§ The task
Copy the array-backed list text between "3. The List" and "the Python library.", inclusive, swapping "Python library" for "Python standard library".

§ Document
──────────

The Array-Backed List

Agenda

1. The List Abstract Data Type (ADT)
2. A List Data Structure
3. Our List API
4. NumPy Array
5. The ArrayList data structure

# by default, only the result of the last expression in a cell is displayed after evaluation.
# the following forces display of *all* self-standing expressions in a cell.

from IPython.core.interactiveshell import InteractiveShell
InteractiveShell.ast_node_interactivity = "all"

1. The List Abstract Data Type (ADT)

An abstract data type (ADT) defines a conceptual model for how data may be stored and accessed.

A list ADT is a data container where:

• values are ordered in a sequence
• each value has at most one preceding and one succeeding value
• a given value may appear more than once in a list

Other common ADTs (some of which we'll explore later) include:

• Stacks
• Queues
• Priority Queues
• Maps
• Graphs

2. A List Data Structure

A list data structure is a concrete implementation of the list ADT in some programming language, which, in addition to adhering to the basic premises of the ADT, will also typically support operations that:

• access values in the list by their position (index)
• append and insert new values into the list
• remove values from the list

The implementation of any data structure will generally rely on simpler, constituent data types (e.g., "primitive" types offered by the language), the choice of which may affect the runtime complexities of said operations.

3. The List API

The operations we'll be building into our list data structures will be based on the common and mutable sequence operations defined by the Python library.

class List:        
    ### subscript-based access ###
    
    
    def __getitem__(self, idx):
        """Implements `x = self[idx]`"""
        pass

    def __setitem__(self, idx, value):
        """Implements `self[idx] = x`"""
        pass

    def __delitem__(self, idx):
        """Implements `del self[idx]`"""
        pass
    
    ### stringification ###
            
    def __repr__(self):
        """Supports inspection"""
        return '[]'
    
    def __str__(self):
        """Implements `str(self)`"""
        return '[]'

    ### single-element manipulation ###
    
    def append(self, value):
        pass
    
    def insert(self, idx, value):
        pass
    
    def pop(self, idx=-1):
        pass
    
    def remove(self, value):
        pass
    
    ### predicates (T/F queries) ###
    
    def __eq__(self, other):
        """Implements `self == other`"""
        return True

    def __contains__(self, value):
        """Implements `val in self`"""
        return True
    
    ### queries ###
    
    def __len__(self):
        """Implements `len(self)`"""
        return self.size
    
    def min(self):
        pass
    
    def max(self):
        pass
    
    def index(self, value, i, j):
        pass
    
    def count(self, value):
        pass

    ### bulk operations ###

    def __add__(self, other):
        """Implements `self + other_array_list`"""
        return self
    
    def clear(self):
        pass
    
    def copy(self):
        pass

    def extend(self, other):
        pass

    ### iteration ###
    
    def __iter__(self):
        """Supports iteration (via `iter(self)`)"""

──────────

§ Dataset
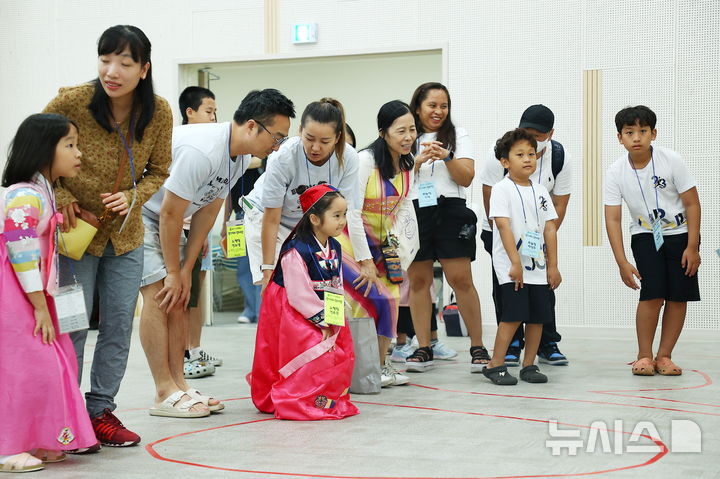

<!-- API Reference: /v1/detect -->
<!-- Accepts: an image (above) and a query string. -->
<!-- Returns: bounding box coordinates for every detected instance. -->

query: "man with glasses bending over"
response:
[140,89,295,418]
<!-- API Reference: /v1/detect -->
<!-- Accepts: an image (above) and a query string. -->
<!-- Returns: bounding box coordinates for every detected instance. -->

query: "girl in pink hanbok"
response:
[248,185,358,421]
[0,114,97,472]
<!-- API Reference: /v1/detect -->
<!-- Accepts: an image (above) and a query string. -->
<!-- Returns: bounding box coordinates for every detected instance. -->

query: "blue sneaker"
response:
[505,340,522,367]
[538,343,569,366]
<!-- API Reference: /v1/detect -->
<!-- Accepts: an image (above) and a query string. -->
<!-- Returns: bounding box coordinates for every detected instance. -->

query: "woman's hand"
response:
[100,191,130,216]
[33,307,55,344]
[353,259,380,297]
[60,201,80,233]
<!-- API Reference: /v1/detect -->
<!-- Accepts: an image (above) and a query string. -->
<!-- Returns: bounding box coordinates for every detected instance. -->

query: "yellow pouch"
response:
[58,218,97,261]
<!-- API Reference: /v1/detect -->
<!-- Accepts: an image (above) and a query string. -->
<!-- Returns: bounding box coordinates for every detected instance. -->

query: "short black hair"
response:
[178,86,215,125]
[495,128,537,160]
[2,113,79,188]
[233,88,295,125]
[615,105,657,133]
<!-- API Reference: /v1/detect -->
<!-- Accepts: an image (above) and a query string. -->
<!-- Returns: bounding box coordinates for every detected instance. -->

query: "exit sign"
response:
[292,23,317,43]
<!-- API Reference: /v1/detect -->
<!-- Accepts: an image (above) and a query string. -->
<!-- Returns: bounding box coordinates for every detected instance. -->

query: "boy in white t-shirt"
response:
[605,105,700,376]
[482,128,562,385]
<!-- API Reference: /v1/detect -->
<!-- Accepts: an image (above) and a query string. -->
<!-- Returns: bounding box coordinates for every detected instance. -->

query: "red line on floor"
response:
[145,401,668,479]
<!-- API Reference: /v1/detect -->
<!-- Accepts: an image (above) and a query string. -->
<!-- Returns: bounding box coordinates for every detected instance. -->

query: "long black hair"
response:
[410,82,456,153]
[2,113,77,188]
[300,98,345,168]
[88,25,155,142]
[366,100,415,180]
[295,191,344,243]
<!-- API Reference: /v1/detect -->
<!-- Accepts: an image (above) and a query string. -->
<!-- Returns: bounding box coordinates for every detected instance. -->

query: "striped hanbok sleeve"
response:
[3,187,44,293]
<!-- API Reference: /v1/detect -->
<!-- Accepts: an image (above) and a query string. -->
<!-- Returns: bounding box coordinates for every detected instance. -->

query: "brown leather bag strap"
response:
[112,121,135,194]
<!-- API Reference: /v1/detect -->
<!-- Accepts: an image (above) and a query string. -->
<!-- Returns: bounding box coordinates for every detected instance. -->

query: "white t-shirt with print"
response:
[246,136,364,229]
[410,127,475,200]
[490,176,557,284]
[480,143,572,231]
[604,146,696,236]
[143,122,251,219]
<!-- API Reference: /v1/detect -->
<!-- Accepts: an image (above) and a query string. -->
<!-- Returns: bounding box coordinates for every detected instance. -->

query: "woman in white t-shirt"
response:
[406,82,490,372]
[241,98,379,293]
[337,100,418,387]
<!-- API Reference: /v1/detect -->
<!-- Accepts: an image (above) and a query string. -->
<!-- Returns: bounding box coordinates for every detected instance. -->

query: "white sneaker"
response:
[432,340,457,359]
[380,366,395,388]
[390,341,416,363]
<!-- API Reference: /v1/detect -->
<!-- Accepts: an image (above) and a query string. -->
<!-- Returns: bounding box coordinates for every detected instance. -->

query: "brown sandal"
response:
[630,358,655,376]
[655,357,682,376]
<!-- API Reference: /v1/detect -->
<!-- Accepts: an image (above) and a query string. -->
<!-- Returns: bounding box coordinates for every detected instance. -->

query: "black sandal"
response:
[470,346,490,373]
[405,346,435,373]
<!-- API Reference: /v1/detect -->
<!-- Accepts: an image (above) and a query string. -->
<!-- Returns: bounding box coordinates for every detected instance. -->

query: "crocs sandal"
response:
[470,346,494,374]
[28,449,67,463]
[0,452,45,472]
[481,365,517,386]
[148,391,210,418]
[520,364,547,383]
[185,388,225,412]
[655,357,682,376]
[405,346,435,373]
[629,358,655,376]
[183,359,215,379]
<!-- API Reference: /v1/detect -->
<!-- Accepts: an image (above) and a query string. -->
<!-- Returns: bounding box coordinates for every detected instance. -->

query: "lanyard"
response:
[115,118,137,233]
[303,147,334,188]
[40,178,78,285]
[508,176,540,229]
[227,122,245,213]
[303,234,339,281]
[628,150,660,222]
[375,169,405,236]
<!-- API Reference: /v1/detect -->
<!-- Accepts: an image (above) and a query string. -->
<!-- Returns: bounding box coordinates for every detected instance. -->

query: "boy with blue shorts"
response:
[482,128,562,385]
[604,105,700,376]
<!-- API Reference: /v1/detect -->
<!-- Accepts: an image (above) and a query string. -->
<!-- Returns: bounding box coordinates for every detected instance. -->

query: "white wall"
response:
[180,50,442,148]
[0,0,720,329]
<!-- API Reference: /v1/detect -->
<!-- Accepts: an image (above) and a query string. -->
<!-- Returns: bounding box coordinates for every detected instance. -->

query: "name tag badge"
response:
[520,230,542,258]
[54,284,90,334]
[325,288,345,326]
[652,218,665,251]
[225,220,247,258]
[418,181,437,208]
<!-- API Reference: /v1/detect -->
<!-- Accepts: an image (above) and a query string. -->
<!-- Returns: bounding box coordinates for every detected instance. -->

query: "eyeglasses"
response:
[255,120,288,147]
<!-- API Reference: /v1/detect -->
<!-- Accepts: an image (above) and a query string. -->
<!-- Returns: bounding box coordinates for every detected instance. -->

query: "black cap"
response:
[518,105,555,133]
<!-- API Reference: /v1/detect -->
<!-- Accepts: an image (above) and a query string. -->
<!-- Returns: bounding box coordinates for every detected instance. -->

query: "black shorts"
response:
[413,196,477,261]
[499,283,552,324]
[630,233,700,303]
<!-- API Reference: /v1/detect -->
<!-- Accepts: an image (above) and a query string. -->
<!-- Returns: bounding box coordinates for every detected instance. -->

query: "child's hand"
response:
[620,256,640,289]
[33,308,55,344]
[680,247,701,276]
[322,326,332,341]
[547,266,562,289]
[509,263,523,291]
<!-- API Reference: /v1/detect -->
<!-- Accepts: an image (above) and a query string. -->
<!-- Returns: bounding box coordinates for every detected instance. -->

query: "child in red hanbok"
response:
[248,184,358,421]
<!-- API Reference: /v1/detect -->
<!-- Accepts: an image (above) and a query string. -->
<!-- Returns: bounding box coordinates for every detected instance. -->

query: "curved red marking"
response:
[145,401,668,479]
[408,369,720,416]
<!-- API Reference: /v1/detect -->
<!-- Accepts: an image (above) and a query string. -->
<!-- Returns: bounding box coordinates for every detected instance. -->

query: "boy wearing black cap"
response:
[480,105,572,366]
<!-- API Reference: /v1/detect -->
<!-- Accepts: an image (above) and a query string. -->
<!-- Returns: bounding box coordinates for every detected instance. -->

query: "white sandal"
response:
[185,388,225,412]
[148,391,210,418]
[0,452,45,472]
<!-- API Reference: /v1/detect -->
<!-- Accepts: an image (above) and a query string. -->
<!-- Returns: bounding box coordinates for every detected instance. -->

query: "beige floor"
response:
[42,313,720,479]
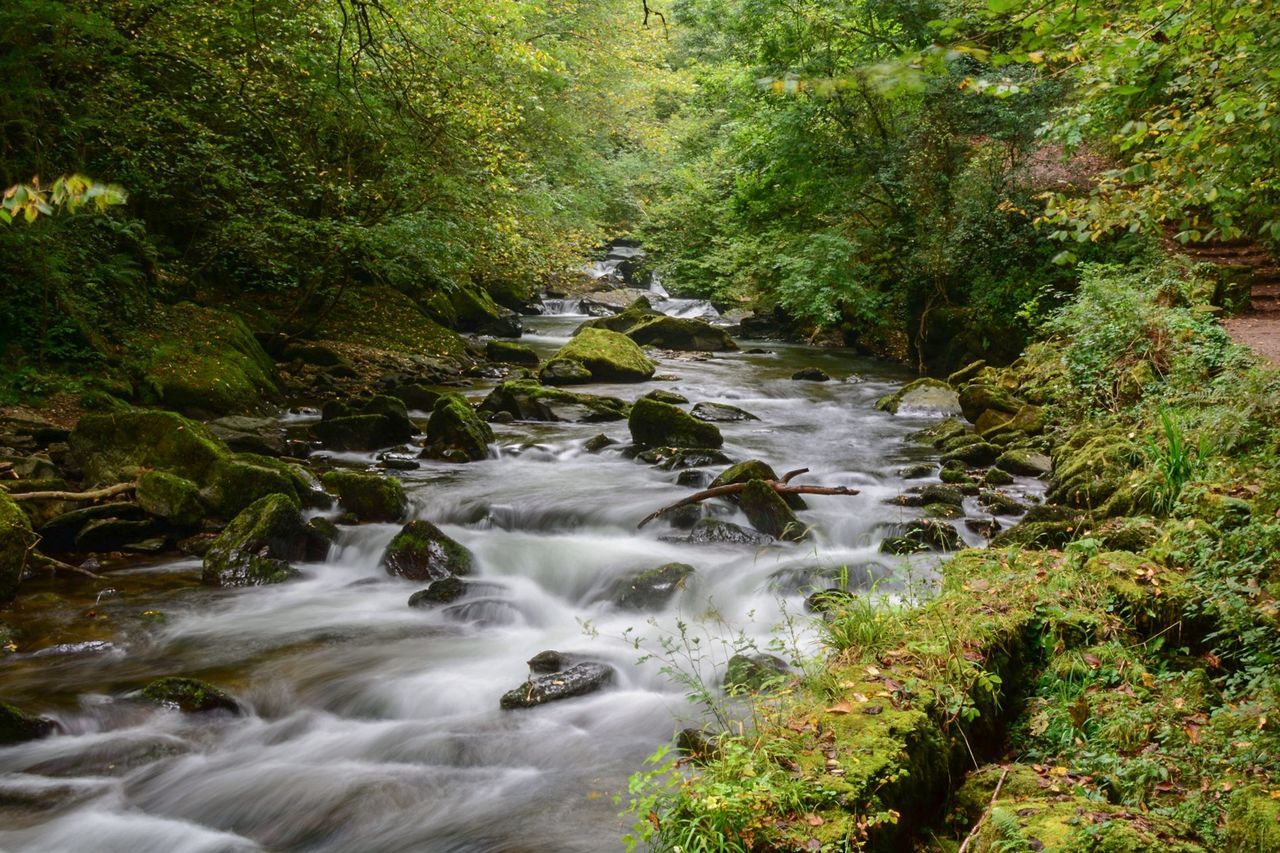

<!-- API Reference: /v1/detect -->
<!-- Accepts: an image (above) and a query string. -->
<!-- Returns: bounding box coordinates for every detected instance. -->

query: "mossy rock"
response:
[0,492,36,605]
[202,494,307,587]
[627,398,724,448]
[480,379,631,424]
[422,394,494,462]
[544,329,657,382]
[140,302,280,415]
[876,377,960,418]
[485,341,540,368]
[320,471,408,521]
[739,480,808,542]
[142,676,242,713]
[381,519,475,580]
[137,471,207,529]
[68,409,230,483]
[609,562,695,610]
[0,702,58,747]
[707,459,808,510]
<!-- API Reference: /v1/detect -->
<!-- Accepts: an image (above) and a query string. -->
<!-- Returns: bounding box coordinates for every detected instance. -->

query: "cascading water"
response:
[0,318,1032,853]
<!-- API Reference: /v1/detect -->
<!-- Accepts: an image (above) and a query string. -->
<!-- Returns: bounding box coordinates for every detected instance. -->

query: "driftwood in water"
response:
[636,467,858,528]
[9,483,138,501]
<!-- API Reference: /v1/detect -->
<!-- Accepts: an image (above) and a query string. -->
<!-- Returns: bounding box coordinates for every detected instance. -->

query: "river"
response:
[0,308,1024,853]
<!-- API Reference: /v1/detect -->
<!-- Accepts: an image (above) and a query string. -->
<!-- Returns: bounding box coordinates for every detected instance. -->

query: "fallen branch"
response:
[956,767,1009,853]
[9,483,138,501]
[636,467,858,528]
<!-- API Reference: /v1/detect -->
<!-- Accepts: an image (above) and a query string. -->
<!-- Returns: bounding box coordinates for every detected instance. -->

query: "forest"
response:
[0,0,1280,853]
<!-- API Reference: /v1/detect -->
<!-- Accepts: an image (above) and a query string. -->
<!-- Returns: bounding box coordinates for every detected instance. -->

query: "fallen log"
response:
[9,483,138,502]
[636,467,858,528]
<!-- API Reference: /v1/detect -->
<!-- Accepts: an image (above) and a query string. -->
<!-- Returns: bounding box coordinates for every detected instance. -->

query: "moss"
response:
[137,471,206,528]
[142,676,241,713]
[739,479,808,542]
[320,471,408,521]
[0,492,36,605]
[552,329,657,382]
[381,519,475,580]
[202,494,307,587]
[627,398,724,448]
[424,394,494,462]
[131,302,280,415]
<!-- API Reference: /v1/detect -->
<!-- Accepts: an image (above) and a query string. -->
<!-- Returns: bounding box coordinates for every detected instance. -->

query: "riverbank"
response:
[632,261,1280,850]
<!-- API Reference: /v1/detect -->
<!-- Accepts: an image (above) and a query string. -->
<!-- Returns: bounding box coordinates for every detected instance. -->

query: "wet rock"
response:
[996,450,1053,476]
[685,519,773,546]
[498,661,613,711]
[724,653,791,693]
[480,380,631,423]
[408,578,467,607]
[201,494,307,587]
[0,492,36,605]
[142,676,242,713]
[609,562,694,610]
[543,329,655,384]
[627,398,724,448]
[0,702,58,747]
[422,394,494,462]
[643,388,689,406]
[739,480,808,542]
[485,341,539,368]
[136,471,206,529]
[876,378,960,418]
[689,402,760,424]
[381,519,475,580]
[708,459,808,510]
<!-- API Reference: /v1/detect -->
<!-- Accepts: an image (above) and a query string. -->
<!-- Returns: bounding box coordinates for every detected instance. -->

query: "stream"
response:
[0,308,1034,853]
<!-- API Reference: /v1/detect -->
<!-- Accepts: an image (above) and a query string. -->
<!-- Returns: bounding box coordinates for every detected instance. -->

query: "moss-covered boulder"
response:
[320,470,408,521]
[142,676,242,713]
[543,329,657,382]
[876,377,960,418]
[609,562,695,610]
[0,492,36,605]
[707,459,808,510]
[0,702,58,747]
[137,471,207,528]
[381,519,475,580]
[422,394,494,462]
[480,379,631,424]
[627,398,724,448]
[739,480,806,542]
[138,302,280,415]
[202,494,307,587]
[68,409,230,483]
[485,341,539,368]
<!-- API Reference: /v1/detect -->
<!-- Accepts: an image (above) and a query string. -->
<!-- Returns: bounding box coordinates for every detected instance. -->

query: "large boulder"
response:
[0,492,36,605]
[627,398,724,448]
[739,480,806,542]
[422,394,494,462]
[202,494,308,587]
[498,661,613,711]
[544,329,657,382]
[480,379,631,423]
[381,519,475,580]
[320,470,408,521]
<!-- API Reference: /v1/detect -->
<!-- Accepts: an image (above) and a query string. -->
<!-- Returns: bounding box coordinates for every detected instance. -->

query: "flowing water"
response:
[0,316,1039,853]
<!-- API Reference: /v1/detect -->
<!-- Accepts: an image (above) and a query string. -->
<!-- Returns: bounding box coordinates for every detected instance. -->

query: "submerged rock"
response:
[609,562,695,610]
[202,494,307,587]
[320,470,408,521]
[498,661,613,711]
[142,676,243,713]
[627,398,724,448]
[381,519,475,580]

──────────

§ Solution below
3. The List API

The operations we'll be building into our list data structures will be based on the common and mutable sequence operations defined by the Python standard library.